STATED EXERCISE 1: Revise the stretch of the Query.getResultSize() thread from "I can imagine" through "exposing this somewhere.", replacing "users" with "developers".

SELECTED PASSAGE:

______

[infinispan-dev] Query.getResultSize() to be available on the simplified DSL?

Mon Mar 10 13:09:29 EDT 2014

On Mar 10, 2014, at 15:12, Sanne Grinovero <sanne at infinispan.org> wrote:

> Ok you make some good points, and I've no doubts of it being useful.
> 
> My only concern is that this could slow us down significantly in
> providing other features which might be even more useful or pressing.
> You have to pick your battles and be wise on where to spend energy
> first.
> 
> Considering that it's easier to add methods than to remove them, what
> would you think of marking this as experimental for now?
> I'd prefer to see the non-indexed query engine delivered first; this
> sounds like being a stone on the critical path so it might be wise to
> have the option to drop the requirement from a first implementation.
> Definitely you're right that we should then implement "some" COUNT
> strategy, I'm just not comfortable in committing on this one yet.

I can imagine a lot of users emulating this by simply iterating over the entries in the result set. Even if we do just that and document it as slow, I think it's still worth exposing this somewhere.

______

MATERIAL PROVIDED:
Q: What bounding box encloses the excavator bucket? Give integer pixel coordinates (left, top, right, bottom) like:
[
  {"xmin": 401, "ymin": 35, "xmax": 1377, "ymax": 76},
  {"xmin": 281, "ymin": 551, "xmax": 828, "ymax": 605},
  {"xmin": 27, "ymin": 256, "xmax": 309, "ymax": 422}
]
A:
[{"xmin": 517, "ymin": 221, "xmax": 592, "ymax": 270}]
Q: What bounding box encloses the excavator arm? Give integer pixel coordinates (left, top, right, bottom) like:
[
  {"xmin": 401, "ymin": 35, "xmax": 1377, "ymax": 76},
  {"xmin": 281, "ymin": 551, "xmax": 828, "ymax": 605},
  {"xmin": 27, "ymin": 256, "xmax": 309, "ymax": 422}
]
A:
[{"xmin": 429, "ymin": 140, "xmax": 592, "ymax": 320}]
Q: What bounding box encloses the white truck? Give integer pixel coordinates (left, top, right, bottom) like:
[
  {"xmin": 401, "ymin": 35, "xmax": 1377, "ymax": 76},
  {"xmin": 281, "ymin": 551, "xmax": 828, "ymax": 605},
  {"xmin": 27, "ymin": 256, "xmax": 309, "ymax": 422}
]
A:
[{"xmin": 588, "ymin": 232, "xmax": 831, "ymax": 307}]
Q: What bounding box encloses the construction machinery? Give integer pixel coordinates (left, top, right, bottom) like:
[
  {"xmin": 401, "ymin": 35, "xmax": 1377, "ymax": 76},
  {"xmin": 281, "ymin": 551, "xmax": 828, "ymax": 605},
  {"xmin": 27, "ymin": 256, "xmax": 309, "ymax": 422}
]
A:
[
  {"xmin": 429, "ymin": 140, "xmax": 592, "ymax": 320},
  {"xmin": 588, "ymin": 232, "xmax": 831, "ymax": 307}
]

______

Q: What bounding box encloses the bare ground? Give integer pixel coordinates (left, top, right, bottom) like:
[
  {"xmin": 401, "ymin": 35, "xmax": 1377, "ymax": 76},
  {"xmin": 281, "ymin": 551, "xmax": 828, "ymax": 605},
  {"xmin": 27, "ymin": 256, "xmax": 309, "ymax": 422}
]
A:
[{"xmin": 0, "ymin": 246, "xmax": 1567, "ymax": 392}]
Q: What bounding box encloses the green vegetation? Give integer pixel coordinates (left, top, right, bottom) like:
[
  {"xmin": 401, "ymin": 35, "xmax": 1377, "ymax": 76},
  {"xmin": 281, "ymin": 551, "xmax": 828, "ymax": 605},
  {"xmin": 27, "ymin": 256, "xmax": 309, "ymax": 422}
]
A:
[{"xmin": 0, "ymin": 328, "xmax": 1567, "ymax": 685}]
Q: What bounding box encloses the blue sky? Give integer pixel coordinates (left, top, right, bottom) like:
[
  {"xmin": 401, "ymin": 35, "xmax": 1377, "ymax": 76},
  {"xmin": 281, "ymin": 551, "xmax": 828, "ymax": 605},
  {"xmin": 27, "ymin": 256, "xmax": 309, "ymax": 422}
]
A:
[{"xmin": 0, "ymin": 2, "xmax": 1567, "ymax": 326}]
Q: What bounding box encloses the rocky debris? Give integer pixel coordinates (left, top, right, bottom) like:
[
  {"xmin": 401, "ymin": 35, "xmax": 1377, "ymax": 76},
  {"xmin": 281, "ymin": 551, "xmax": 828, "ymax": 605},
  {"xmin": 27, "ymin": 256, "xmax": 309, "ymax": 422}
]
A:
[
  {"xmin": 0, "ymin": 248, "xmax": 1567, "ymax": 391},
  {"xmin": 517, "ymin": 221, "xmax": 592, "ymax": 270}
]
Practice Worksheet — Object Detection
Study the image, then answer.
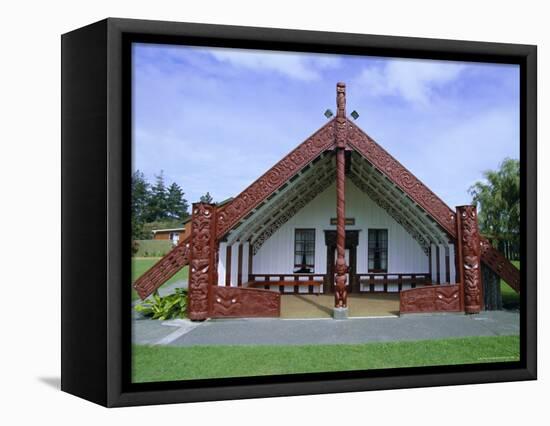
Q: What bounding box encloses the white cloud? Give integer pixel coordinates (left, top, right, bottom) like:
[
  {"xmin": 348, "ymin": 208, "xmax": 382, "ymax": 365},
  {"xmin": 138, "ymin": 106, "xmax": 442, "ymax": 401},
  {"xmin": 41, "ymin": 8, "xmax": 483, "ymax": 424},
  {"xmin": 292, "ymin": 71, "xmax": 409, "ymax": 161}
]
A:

______

STATED EXERCISE 2: Copy every line of the records that contains the string "excavator". Case counts.

CORRECT OUTPUT 1:
I can imagine a lot of developers emulating this by simply iterating over the entries in the result set. Even if we do just that and document it as slow, I think it's still worth exposing this somewhere.

CORRECT OUTPUT 2:
Q: What bounding box encloses the excavator bucket? Give integer pixel coordinates (left, top, right, bottom) like:
Q: What bounding box encloses the excavator arm? Give integer pixel coordinates (left, top, right, bottom) like:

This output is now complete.